* [COMPLETE THE FOLLOWING]:
a - In the opinion piece on Canadian generic drug manufacturing, what share of all prescriptions in Canada are filled with generic medicines?
b - Pick up the opinion piece on Canadian generic drug manufacturing after its last paragraph and keep writing it in the same voice.

* [SOURCE DOCUMENT]:
== Segment start ==

Protecting domestic generic drug manufacturing is vital to national pharmacare plan

Posted on April 15, 2022 in Health Debates

Source: — Authors: – Opinion/Contributors
April 15, 2022.   By Jim Keon, Contributor

It’s a simple formula: use more Canadian generic medicines and we reduce Canadian health-care costs while supporting Canadian manufacturing and jobs.

Last week’s federal budget commitment to national pharmacare highlights the need for significant work to support Canada’s domestic generic pharmaceutical sector and the thousands of Canadian jobs the industry represents.

The best way to reduce costs for Canadians is to increase our use of generic prescription medicines, supporting Canadian jobs and more affordable options for patients and our health-care system.

The security of our nation’s supply of prescription drugs rests largely with the generics sector.

Generic prescription medicines are dispensed to fill nearly three quarters of all prescriptions in Canada but account for less than 21 per cent of the $35-billion Canadians spend annually on prescription medicines. That means there’s room for improvement.

What does this mean in practice? It means taking steps that increase the use of lower-cost generic medicines to reduce overall costs for Canadians while supporting a strategically important sector of our economy.

In Canada, generic medicines are providing greater value than even 10 years ago. Since 2012, the average price of a generic prescription in Canada has declined from $23.59 to $20.29. Over the same period of time, the average price of a brand-name prescription increased from $77.03 to $121.20.

== Segment end ==

* [GIVEN DATA]:
== Segment start ==

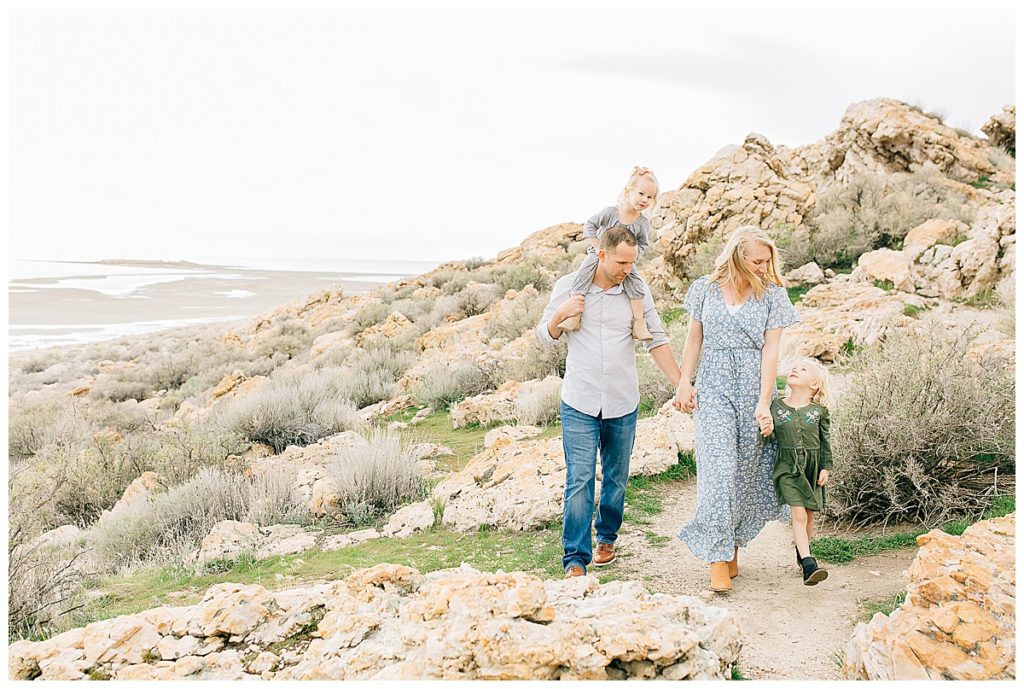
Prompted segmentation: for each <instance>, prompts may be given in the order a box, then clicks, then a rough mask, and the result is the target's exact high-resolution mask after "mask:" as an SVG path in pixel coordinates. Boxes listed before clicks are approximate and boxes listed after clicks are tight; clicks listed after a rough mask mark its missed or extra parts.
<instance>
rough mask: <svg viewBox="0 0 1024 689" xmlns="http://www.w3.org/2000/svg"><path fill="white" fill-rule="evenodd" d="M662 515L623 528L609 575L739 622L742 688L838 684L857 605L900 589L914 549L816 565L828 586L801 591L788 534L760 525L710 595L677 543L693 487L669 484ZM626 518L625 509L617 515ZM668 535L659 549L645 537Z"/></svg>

== Segment end ==

* [RESPONSES]:
a - Nearly three quarters.

b -
In its last full report on international generic drug prices published in 2018, the Patented Medicine Prices Review Board (PMPRB) reported that, since 2007, the average price of generic prescription medicines in Canada fell by nearly 60 per cent, with prices of some of the top-selling generics dropping by an average of 80 per cent.

It’s a simple formula: use more Canadian generic medicines, and we reduce overall Canadian health-care costs while also supporting Canadian manufacturing, thousands of Canadian jobs, and access to the prescription medicines upon which we rely.

As we consider ways to improve Canadians’ access to prescription drug coverage, governments must also place a priority on maintaining and improving our domestic manufacturing capacity and strengthening the international supply chain. While generic pharmaceutical manufacturers were able to protect Canadians from catastrophic drug shortages through the COVID-19 pandemic, the sector still faces significant challenges from factors such as rising inflation and a volatile geopolitical environment that can threaten the international pharmaceutical supply chain.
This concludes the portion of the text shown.